[Dataset entries]
# # # #

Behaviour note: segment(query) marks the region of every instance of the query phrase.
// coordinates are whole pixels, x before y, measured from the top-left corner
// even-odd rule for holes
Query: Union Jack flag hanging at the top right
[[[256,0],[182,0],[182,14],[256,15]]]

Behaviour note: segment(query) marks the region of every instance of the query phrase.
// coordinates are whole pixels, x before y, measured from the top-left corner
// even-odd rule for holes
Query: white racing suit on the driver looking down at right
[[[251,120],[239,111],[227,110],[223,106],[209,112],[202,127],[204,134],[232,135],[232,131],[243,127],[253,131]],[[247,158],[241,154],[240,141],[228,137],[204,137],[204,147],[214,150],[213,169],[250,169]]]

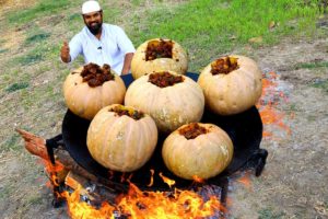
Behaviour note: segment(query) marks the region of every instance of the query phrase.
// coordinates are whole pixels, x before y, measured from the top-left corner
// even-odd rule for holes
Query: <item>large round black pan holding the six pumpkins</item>
[[[187,73],[187,77],[197,81],[197,73]],[[131,74],[122,76],[122,80],[128,88],[133,81]],[[219,116],[209,111],[204,111],[201,123],[212,123],[221,127],[227,132],[234,143],[234,157],[231,164],[220,175],[211,178],[210,181],[219,181],[224,176],[229,176],[239,169],[242,169],[251,159],[251,155],[259,150],[259,145],[262,138],[262,122],[260,115],[255,106],[250,110],[233,115],[233,116]],[[99,178],[110,180],[114,184],[125,184],[121,182],[122,174],[119,172],[112,172],[101,164],[98,164],[90,154],[86,147],[86,132],[90,120],[83,119],[74,115],[69,110],[67,111],[62,122],[62,139],[70,155],[90,173],[93,173]],[[154,154],[151,160],[140,170],[134,171],[131,182],[140,188],[148,188],[147,185],[151,180],[150,170],[154,170],[153,186],[156,189],[167,189],[168,186],[163,183],[159,176],[162,172],[164,176],[175,180],[176,187],[187,187],[190,181],[186,181],[175,176],[171,173],[162,160],[161,150],[162,143],[166,136],[160,135],[159,142]],[[113,174],[114,173],[114,174]],[[127,175],[127,174],[126,174]],[[128,183],[126,183],[128,186]]]

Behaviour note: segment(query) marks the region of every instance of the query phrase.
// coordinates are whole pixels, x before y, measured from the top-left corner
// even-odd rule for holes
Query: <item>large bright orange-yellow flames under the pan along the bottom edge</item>
[[[116,204],[103,203],[96,209],[84,201],[80,201],[79,189],[72,194],[62,194],[68,201],[71,218],[202,218],[223,211],[224,208],[215,196],[207,201],[192,191],[175,188],[174,192],[142,192],[134,184],[130,184],[129,192],[120,195]]]

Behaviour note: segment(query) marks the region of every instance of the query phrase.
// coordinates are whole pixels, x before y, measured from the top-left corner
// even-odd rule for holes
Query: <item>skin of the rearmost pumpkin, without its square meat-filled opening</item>
[[[160,38],[153,38],[144,42],[137,48],[131,61],[131,73],[134,79],[147,73],[162,70],[171,70],[179,74],[185,74],[187,72],[188,55],[185,49],[174,41],[172,41],[172,58],[156,58],[154,60],[145,59],[148,44],[160,41]],[[163,41],[168,42],[169,39]]]

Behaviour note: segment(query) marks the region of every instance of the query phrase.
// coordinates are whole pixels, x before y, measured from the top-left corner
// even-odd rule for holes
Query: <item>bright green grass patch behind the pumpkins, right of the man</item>
[[[189,50],[191,70],[262,37],[261,45],[280,36],[315,28],[318,8],[289,0],[191,0],[176,10],[154,10],[130,31],[134,45],[154,37],[172,38]],[[137,15],[134,20],[140,20]],[[293,22],[292,22],[293,21]],[[277,25],[269,28],[269,23]]]

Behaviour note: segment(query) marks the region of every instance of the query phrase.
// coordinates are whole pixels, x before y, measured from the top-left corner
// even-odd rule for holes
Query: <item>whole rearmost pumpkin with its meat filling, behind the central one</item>
[[[131,72],[134,79],[159,70],[185,74],[187,69],[187,53],[179,44],[171,39],[147,41],[137,48],[131,61]]]

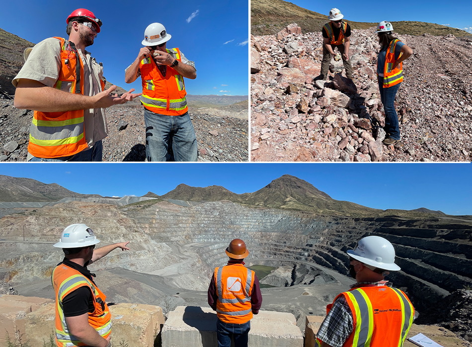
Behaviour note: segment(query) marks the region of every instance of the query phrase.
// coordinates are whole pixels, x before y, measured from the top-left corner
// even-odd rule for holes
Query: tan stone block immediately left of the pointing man
[[[37,310],[28,313],[25,317],[25,333],[30,346],[48,344],[52,336],[56,337],[55,319],[56,304],[51,302],[42,305]]]

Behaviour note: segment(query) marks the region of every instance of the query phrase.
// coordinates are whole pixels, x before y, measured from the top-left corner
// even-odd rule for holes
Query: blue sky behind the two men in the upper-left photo
[[[144,30],[159,22],[178,47],[195,61],[197,78],[185,79],[188,94],[248,95],[248,1],[2,1],[0,28],[32,43],[48,37],[67,38],[66,18],[86,8],[103,25],[92,46],[92,57],[103,62],[108,81],[142,91],[141,78],[125,83],[125,68],[143,47]]]

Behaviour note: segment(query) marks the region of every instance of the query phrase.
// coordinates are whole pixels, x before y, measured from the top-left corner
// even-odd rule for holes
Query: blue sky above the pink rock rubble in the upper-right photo
[[[290,0],[290,2],[325,15],[329,14],[332,7],[336,7],[347,20],[354,22],[418,21],[447,25],[472,33],[472,1],[470,0],[456,0],[453,2],[442,0],[393,2],[337,0],[332,3]]]

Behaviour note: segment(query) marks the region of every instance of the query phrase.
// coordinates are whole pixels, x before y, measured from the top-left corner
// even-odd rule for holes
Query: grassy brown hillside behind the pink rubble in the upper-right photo
[[[326,8],[329,8],[329,6]],[[376,27],[378,24],[378,22],[353,22],[349,20],[349,13],[343,14],[344,19],[348,21],[352,29],[367,29]],[[251,0],[252,35],[276,34],[291,23],[297,23],[304,33],[317,32],[321,31],[322,26],[328,21],[328,16],[299,7],[291,2],[283,0]],[[472,34],[466,31],[434,23],[399,21],[392,22],[392,24],[395,32],[398,34],[422,35],[427,33],[435,36],[453,34],[457,37],[472,37]]]

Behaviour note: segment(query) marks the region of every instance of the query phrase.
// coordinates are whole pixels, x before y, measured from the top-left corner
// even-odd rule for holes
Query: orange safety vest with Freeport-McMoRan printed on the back
[[[402,347],[413,323],[414,308],[400,289],[372,286],[344,295],[353,316],[353,329],[343,347]],[[333,303],[334,303],[333,301]],[[326,314],[333,304],[326,306]],[[321,340],[316,339],[316,345]]]

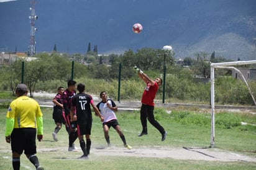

# # # #

Each line of the records is to be reproduced exactly, and each picture dropped.

Written answer -
Behaviour note: segment(query) marks the region of every instance of the query phrase.
// coordinates are whole pixels, x before y, measured from the top-left corner
// even-odd rule for holes
Query: Union Jack flag hanging at the top right
[[[256,0],[182,0],[182,14],[256,15]]]

Behaviour note: segment(query) marks the region of every instance of the query phrase.
// coordinates are whole pixels, x before y, measured from the top-left corner
// even-odd rule for holes
Query: white racing suit on the driver looking down at right
[[[251,120],[239,111],[227,110],[223,106],[209,112],[202,127],[204,134],[232,135],[232,131],[243,127],[253,131]],[[247,158],[241,154],[240,141],[228,137],[204,137],[204,147],[214,150],[213,169],[250,169]]]

Behaviour note: segment(query) marks the region of every instance of the query phrase.
// coordinates are whole pixels, x before y, measured from the top-left corner
// even-odd rule for holes
Query: <item>large round black pan holding the six pumpkins</item>
[[[187,73],[187,77],[197,81],[197,73]],[[131,74],[122,76],[122,80],[128,88],[133,81]],[[219,116],[209,111],[204,111],[201,123],[212,123],[221,127],[227,132],[234,143],[234,157],[231,164],[220,175],[211,178],[210,181],[219,181],[224,176],[229,176],[239,169],[242,169],[251,159],[251,155],[259,150],[259,145],[262,138],[262,122],[260,115],[255,106],[250,110],[233,115],[233,116]],[[99,178],[110,180],[114,184],[125,184],[121,182],[122,174],[119,172],[112,172],[101,164],[98,164],[90,154],[86,147],[86,132],[90,120],[83,119],[74,115],[69,110],[67,111],[62,122],[62,139],[70,155],[90,173],[93,173]],[[154,154],[151,160],[140,170],[134,171],[131,182],[140,188],[148,188],[147,185],[151,180],[150,170],[154,170],[153,186],[156,189],[167,189],[168,186],[163,183],[159,176],[162,172],[164,176],[175,180],[176,187],[187,187],[190,181],[186,181],[175,176],[171,173],[162,160],[161,150],[162,143],[166,136],[160,135],[159,142]],[[113,174],[114,173],[114,174]],[[127,175],[127,174],[126,174]],[[128,183],[126,183],[128,186]]]

Behaviour note: segment(query) marks the region of every instance of the query phrase.
// coordinates are whole pixels, x before y, measured from the top-left corner
// even-odd rule for holes
Query: <item>large bright orange-yellow flames under the pan along the bottom edge</item>
[[[116,204],[103,203],[96,209],[84,201],[80,201],[79,189],[72,194],[62,194],[68,201],[71,218],[202,218],[223,211],[224,208],[215,196],[207,201],[192,191],[175,188],[174,192],[142,192],[134,184],[130,184],[129,192],[120,195]]]

Behaviour note: segment(query) marks the region of every instance of the query phrase.
// coordinates are whole pixels, x before y, measured from the top-left corner
// even-odd rule for holes
Query: <item>skin of the rearmost pumpkin, without its square meat-filled opening</item>
[[[160,38],[153,38],[144,42],[137,48],[131,61],[131,73],[134,79],[147,73],[162,70],[171,70],[179,74],[185,74],[187,72],[188,55],[185,49],[174,41],[172,41],[172,58],[156,58],[154,60],[145,59],[148,44],[160,41]],[[163,41],[168,42],[169,39]]]

Behaviour note: segment(query) marks the region of every instance of the query phrase.
// coordinates are whole pixels, x before y, measured from the top-left corner
// even-odd rule for holes
Query: <item>bright green grass patch behind the pumpkins, right of the man</item>
[[[189,50],[191,70],[262,37],[261,45],[280,36],[315,28],[318,8],[289,0],[191,0],[176,10],[154,10],[130,31],[134,45],[154,37],[172,38]],[[137,15],[134,20],[140,20]],[[293,22],[292,22],[293,21]],[[277,25],[269,28],[269,23]]]

Behaviour note: segment(query) marks the region of every instance of the query phrase.
// coordinates are whole pixels, x before y, measured from the top-left corner
// even-odd rule for holes
Query: <item>whole rearmost pumpkin with its meat filling, behind the central one</item>
[[[131,72],[134,79],[159,70],[185,74],[187,69],[187,53],[179,44],[171,39],[147,41],[137,48],[131,61]]]

Behaviour note: segment(query) marks the region of every instance of the query phrase.
// coordinates are whole pixels, x before y, measured from the top-left corner
// even-odd rule for holes
Query: tan stone block immediately left of the pointing man
[[[37,310],[28,313],[25,317],[25,333],[30,346],[48,344],[52,336],[56,337],[55,319],[56,304],[51,302],[42,305]]]

Behaviour note: segment(query) marks the region of every instance of the query phrase.
// coordinates are whole pixels, x before y, measured from the top-left corner
// even-odd rule for holes
Query: blue sky behind the two men in the upper-left photo
[[[144,30],[159,22],[178,47],[195,61],[197,78],[185,79],[188,94],[248,95],[248,1],[2,1],[0,28],[32,43],[48,37],[67,38],[66,18],[86,8],[103,25],[92,46],[92,57],[103,62],[108,81],[142,91],[141,78],[125,83],[125,68],[143,47]]]

Behaviour note: segment(query) marks the region of every instance of the query phrase.
// coordinates are whole pixels, x before y, measured from the top-left corner
// even-odd rule for holes
Query: blue sky above the pink rock rubble in the upper-right photo
[[[290,0],[290,2],[325,15],[329,14],[332,7],[336,7],[347,20],[354,22],[418,21],[447,25],[472,33],[472,1],[470,0],[456,0],[453,2],[442,0],[393,2],[337,0],[332,3]]]

Behaviour note: segment(query) marks the region of every instance of the query phrase.
// coordinates are whole pixels, x before y, measured from the top-left corner
// even-odd rule for holes
Query: grassy brown hillside behind the pink rubble in the upper-right photo
[[[326,8],[329,8],[329,6]],[[376,27],[378,24],[378,22],[353,22],[349,20],[349,13],[343,14],[344,19],[348,21],[352,29],[367,29]],[[251,0],[252,35],[276,34],[291,23],[297,23],[304,33],[317,32],[321,31],[322,26],[328,21],[328,16],[299,7],[291,2],[283,0]],[[472,34],[466,31],[434,23],[399,21],[392,22],[392,24],[395,32],[398,34],[422,35],[427,33],[435,36],[453,34],[457,37],[472,37]]]

Behaviour note: segment(query) marks the region of every instance of the query phrase.
// coordinates are whole pixels, x before y, measured from the top-left corner
// even-odd rule for holes
Query: orange safety vest with Freeport-McMoRan printed on the back
[[[402,347],[413,323],[414,308],[400,289],[372,286],[344,295],[353,316],[353,329],[343,347]],[[333,303],[334,303],[333,301]],[[326,314],[333,304],[326,306]],[[321,340],[316,339],[316,345]]]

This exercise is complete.